=== Passage to read ===
I-69

DRAFT

Port Huron, Michigan to Indianapolis, Indiana

Snapshot: Length: 590 miles | Length in MAFC: 361 miles | Intersecting Interstates: I-75, I-80, I-90, I-94, I-96

I-69 in a major north-south interstate in the MAFC region. I-69 begins in Port Huron, MI at the junction with I-94 and heads west towards Lansing, MI. I-69 then continues south through Michigan and Indiana (1).

I-69, often referred to as the NAFTA superhighway, is ultimately intended to connect Mexico and Canada with a trade route through the heart of the MAFC region. The superhighway concept relies on I-69 through Michigan and Indiana and a host of other routes in Kentucky, Tennessee, Mississippi, Louisiana, and Texas as it makes its way towards the Texas–Mexico border. In Texas, I-69 was part of the decommissioned Trans-Texas corridor (2). With its origin at Lake Huron and I-94, to its terminus at the Texas-Mexico border, this corridor provides tri-national connectivity, alignment with the auto sectors in the United States, Canada, and Mexico, access to the central and Great Lake markets, and access to the northeastern United States.

=== Supplied information ===
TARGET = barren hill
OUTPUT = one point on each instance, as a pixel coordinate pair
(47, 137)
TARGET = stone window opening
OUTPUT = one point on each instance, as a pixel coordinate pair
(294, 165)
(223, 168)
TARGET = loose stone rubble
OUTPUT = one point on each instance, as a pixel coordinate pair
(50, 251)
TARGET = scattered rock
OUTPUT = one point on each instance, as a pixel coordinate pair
---
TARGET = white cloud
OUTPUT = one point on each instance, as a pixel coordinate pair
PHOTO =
==
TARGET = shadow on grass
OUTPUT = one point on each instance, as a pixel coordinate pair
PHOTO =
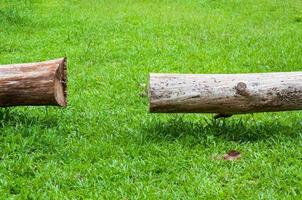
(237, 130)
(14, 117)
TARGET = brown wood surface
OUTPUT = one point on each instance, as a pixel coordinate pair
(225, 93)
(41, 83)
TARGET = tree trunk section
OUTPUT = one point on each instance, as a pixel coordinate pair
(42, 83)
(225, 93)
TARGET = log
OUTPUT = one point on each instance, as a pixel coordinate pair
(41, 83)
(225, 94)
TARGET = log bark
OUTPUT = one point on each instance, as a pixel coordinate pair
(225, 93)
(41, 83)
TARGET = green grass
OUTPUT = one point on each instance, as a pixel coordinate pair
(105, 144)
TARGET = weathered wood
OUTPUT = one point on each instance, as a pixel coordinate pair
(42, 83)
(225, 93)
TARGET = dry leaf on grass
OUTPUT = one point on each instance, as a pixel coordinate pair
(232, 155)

=== Request ===
Continue the I-69 corridor text from where it stops.

=== Output ===
This corridor qualifies as a Tier 1 fright corridor in the MAFC nationally significant corridor network from its origin at Port Huron, Michigan to Indianapolis, Indiana. The high traffic volumes, current and proposed international connections, and multistate functions reflect the importance of this expanding corridor. Parallel rail service in close proximity is available across most of the route. A Great Lakes to Mississippi River route could replicate the national-level moves on I-69, however the marine network would prove a much longer and circuitous as compared to a relatively straight north-south on-road route.

From Indianapolis, IN to the Kentucky border, I-69 has seen significant improvements. In 2011, the new alignment of I-69 was the longest contiguous section of new interstate construction (3).

The Michigan Truck Operator Map includes I-69 (4) and Michigan also provides weight tables, structures clearance tables, truck network tables and a list of bridges with special load limits (5). Indiana also includes I-69 in their commerce corridors, mobility corridors, and on the state’s High Priority Corridors Map (6).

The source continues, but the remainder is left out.